*Stated exercise*:
Extend the text on payments that cannot be reported as overtime, picking up after its last sentence.

*Given text*:
######

Cannot be Reported as Overtime
These payments may be paid at penalty rates, but are payable on ordinary hours of work and are not, in fact, overtime:
- Shift Penalties - are not to be reported as overtime, as these payments are payable on ordinary hours of work and are ordinary time earnings. This includes shift penalties for weekends, public holidays, morning, afternoon or night shifts. These shift penalties are compensation for moving the ordinary hours of work outside of the span of hours stipulated in the industrial instrument and are not overtime. Shift penalties should be reported as Gross.
- Flexible Time Off – flexible working hours is an arrangement to work the ordinary hours of work outside the span of hours stipulated in the industrial instrument, or for hours in excess of the hours ordinarily permitted per day, to be taken at a later time at the ordinary rates of pay. The additional hours worked are ordinary time earnings and are not paid at overtime rates. It should be reported as Gross.

######

*Dataset excerpts*:

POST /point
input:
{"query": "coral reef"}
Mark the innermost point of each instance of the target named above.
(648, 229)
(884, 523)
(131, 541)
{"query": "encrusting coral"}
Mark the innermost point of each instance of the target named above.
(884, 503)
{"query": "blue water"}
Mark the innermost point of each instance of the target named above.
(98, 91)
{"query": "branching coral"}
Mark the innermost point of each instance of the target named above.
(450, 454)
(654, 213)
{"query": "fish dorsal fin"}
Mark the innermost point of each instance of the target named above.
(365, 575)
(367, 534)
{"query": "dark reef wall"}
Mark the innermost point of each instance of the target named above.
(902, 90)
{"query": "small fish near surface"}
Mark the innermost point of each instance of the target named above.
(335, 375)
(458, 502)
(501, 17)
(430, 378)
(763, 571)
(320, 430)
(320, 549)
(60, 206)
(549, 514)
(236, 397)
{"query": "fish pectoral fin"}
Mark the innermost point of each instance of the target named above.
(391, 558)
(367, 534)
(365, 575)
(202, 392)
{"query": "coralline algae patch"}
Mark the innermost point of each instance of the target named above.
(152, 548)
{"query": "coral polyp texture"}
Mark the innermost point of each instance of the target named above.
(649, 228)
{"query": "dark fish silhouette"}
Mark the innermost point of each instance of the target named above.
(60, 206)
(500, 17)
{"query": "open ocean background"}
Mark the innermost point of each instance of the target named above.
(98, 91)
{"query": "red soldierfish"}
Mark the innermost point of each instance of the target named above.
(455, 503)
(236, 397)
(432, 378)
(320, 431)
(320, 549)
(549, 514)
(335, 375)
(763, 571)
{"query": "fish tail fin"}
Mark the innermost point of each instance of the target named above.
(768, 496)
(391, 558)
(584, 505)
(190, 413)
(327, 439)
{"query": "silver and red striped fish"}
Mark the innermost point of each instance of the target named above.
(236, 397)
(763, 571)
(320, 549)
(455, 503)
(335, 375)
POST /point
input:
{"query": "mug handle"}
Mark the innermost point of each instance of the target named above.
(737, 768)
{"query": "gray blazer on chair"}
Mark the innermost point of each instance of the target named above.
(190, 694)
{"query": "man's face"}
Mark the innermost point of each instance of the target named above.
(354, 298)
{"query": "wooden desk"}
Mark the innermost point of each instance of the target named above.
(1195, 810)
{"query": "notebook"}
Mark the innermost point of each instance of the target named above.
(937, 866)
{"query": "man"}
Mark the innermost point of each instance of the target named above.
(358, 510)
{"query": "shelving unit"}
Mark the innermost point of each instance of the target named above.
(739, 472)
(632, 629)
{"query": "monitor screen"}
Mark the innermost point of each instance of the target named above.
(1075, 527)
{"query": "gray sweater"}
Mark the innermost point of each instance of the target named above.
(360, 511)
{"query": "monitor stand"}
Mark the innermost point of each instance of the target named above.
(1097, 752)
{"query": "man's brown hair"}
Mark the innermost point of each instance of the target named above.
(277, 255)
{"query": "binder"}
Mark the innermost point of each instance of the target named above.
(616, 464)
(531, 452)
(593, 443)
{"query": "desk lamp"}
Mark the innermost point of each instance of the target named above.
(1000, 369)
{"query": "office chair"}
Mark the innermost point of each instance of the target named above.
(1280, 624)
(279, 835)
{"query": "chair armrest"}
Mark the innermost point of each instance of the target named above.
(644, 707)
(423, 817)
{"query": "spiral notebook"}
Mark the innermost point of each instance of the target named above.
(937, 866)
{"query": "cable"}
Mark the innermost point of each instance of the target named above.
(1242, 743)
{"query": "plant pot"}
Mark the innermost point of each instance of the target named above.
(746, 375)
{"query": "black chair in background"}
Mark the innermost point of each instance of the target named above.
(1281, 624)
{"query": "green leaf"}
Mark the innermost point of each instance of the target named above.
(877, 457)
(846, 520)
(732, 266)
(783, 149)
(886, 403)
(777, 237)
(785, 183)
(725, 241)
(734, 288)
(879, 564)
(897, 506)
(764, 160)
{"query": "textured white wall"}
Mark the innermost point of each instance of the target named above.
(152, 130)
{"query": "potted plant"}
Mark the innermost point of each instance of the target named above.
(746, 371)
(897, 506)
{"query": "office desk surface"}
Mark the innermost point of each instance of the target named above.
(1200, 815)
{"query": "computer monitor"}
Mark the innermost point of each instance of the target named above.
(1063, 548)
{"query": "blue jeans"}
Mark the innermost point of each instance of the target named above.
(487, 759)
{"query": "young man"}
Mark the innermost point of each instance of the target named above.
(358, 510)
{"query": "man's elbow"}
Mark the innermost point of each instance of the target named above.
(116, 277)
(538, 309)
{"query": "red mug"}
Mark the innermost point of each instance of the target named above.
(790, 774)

######

*Final answer*:
- TOIL – TOIL absence taken (Other Paid Leave) or paid out on termination of employment (Termination Payment) are not overtime and must NOT be reported as Overtime.
- Rostered Days Off – RDOs cashed out in service (Cash out of leave in service), RDOs taken (Other Paid Leave), paid out on termination of employment (Termination Payment) or the additional ordinary hours worked to accrue the RDO (Gross) are not overtime and must not be reported as Overtime.
The pre-sacrificed YTD amount of overtime, as defined in To be Reported as Overtime above, must only be reported under the Overtime. These YTD amounts must not be included in any other amounts reported as other Payment Types.